Supplied data:
━━━━━━━━━━━━━━━━━━━━━━━━━━━━━━
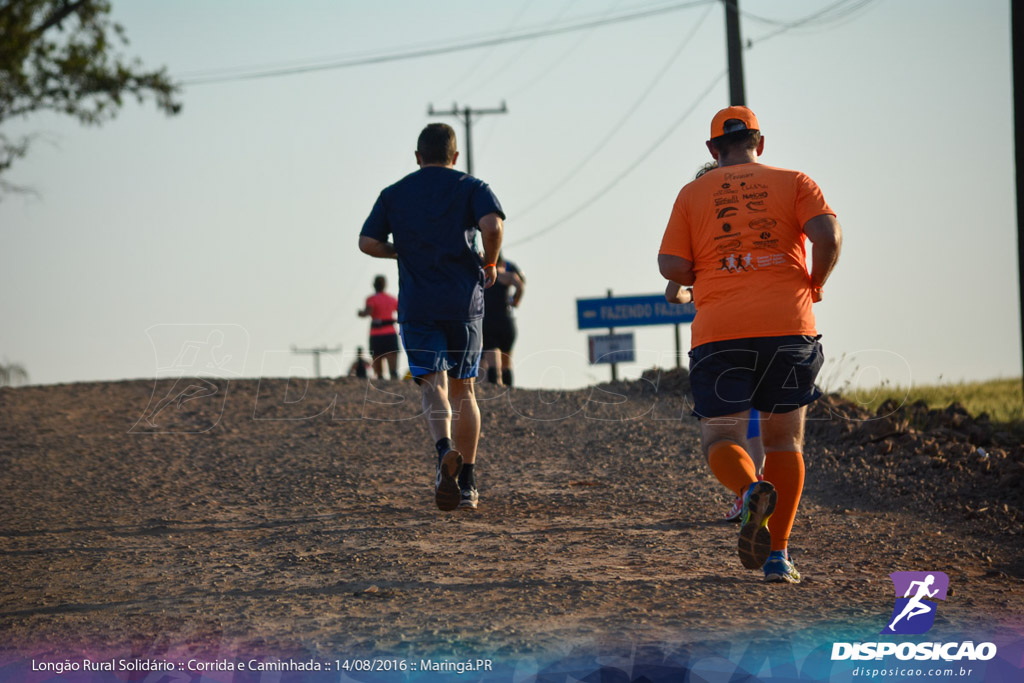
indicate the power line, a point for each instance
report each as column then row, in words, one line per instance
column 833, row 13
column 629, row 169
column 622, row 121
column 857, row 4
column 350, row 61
━━━━━━━━━━━━━━━━━━━━━━━━━━━━━━
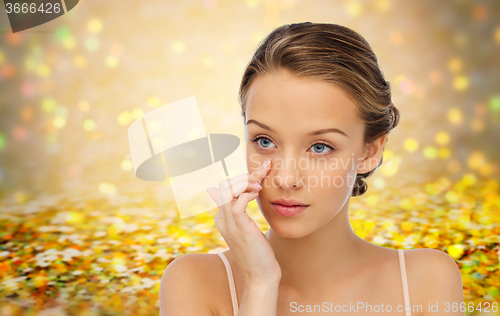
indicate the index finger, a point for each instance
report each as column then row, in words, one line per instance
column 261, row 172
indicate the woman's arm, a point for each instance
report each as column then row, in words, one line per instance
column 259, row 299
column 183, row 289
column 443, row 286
━━━━━━━━━━━━━━━━━━━━━━━━━━━━━━
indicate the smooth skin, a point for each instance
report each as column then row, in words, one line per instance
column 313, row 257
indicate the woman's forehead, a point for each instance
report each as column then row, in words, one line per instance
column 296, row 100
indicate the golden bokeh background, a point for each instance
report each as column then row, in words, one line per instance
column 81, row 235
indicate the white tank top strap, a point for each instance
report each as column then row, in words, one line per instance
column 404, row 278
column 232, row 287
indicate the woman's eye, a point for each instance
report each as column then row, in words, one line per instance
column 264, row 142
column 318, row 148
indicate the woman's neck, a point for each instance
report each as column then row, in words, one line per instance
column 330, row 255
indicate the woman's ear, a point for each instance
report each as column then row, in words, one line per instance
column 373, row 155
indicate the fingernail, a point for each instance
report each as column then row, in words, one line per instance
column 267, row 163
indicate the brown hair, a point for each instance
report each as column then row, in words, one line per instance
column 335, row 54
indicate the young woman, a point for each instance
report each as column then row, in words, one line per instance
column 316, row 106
━━━━━━━━━━━━━━━━━━━━━━━━━━━━━━
Required work: Above are some lines. Repeat exactly, and only, those from the line that has "indicate the golden" through the line that has "indicate the brown".

Response:
indicate the golden bokeh background, a point for each instance
report each as column then row, in words, one line per instance
column 81, row 235
indicate the white tank top strap, a point for each instance
report each as column then row, in words, one line per instance
column 404, row 278
column 232, row 287
indicate the woman's eye, a point for each instance
report each as column then row, in words, one line per instance
column 264, row 142
column 318, row 148
indicate the woman's neck, a point for each instance
report each as column then row, in words, one line per instance
column 330, row 255
indicate the woman's ear, a point for each instance
report each as column then row, in words, one line per instance
column 373, row 155
indicate the fingernail, a point for each instance
report each as column then row, in words, one line per instance
column 267, row 163
indicate the brown hair, a point for each instance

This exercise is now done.